▶ _AUFGABEN_
**A.** Wie lange mussten die Regierungen der sechs Staaten laut dem Textauszug über die europäische Integration alle Beschlüsse einstimmig fassen?
**B.** Gib den Textauszug über die europäische Integration von "Außerdem zeugte sie" bis einschließlich "tieferen Integration vorschlugen." wieder und ersetze darin "Gründerstaaten" durch "Gründungsmitglieder".
**C.** Setze den Textauszug über die europäische Integration nach seinem letzten Satz fort.

▶ _TEXTAUSZUG_
>>>

Außerdem zeugte sie erst nach Jahrzehnten so richtig Wirkung. In den ersten
zwölf Jahren mussten die Regierungen der sechs Staaten alle Beschlüsse
einstimmig fassen, jeder Staat behielt also faktisch das Recht, Nein zu sagen
(Vetorecht), wenn ein Gesetzentwurf ihm nicht passte[3].
Dann aber, und
vor allem nach dem Beitritt vieler Staaten des früheren Ostblocks in den
neunziger Jahren und der Vergrößerung der EU auf 28 und jetzt (nach dem Brexit)
27 Mitgliedstaaten, hatten einige Regierungen Stimmrecht im Rat und im
Europäischen Rat, die nur zögernd auf Hoheitsrechte verzichteten, nachdem sie
erst kurze Zeit zuvor, nach dem Zerfall der Sowjetunion, ihre volle
Souveränität erlangt hatten. Nun knirschte es immer häufiger, wenn einige und
vor allem die Gründerstaaten sowie die Kommission weitergehende Schritte zur
tieferen Integration vorschlugen.

<<<

Material zur Punktplatzierung
>>>

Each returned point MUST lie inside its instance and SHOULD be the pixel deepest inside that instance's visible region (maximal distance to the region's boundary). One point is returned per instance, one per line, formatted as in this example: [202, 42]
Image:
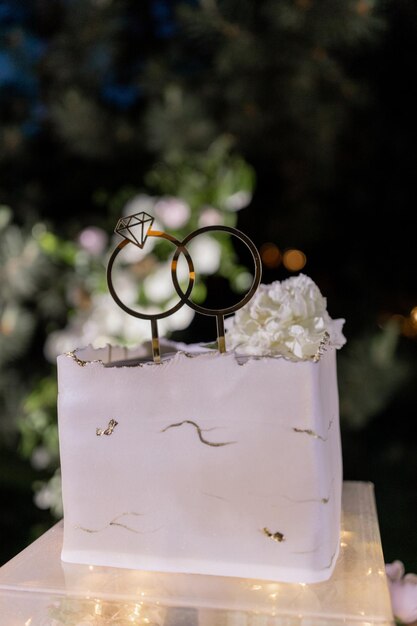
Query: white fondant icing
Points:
[211, 457]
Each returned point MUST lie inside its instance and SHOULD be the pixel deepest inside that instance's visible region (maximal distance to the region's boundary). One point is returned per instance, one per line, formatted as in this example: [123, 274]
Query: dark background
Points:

<<<

▶ _ANTWORTEN JE AUFGABE_
**A.** In den ersten zwölf Jahren.

**B.**
Außerdem zeugte sie erst nach Jahrzehnten so richtig Wirkung. In den ersten
zwölf Jahren mussten die Regierungen der sechs Staaten alle Beschlüsse
einstimmig fassen, jeder Staat behielt also faktisch das Recht, Nein zu sagen
(Vetorecht), wenn ein Gesetzentwurf ihm nicht passte[3].
Dann aber, und
vor allem nach dem Beitritt vieler Staaten des früheren Ostblocks in den
neunziger Jahren und der Vergrößerung der EU auf 28 und jetzt (nach dem Brexit)
27 Mitgliedstaaten, hatten einige Regierungen Stimmrecht im Rat und im
Europäischen Rat, die nur zögernd auf Hoheitsrechte verzichteten, nachdem sie
erst kurze Zeit zuvor, nach dem Zerfall der Sowjetunion, ihre volle
Souveränität erlangt hatten. Nun knirschte es immer häufiger, wenn einige und
vor allem die Gründungsmitglieder sowie die Kommission weitergehende Schritte zur
tieferen Integration vorschlugen.

**C.**
Die
Mitgliedstaaten der EU haben deshalb im Lissabon-Vertrag[4] in
Titel IV EUV die Möglichkeit einer verstärkten Zusammenarbeit einzelner
EU-Staaten eröffnet. Die Verstärkte Zusammenarbeit soll vor allem „die
Verwirklichung der Ziele der Union fördern und ihren Integrationsprozess
stärken[5]“.
EU-Staaten, die daran teilnehmen, können dafür die Organe, Verfahren und
Handlungsinstrumente der EU in Anspruch nehmen. Die Zusammenarbeit beschränkt
sich auf Bereiche, die nicht in die ausschließliche Kompetenz der Union[6]
fallen. Einzelheiten der Verstärkten Zusammenarbeit sind in Titel III AEUV mit
den Artikeln 326 bis 334 geregelt.
[1] Grundsätzlich kann jeder
europäische Staat der EU beitreten (Art. 49 EUV)
[2] Die sechs Gründerstaaten
der Europäischen Wirtschaftsgemeinschaft (EWG) waren1957: Belgien, die
Bundesrepublik Deutschland, Frankreich, Italien, Luxemburg und die Niederlande
[3] Art. 8 EWG-Vertrag von
1957, in Kraft seit 1958
[4] In Kraft seit 1. 12. 2009
[5] Zitiert nach Art. 20 Abs.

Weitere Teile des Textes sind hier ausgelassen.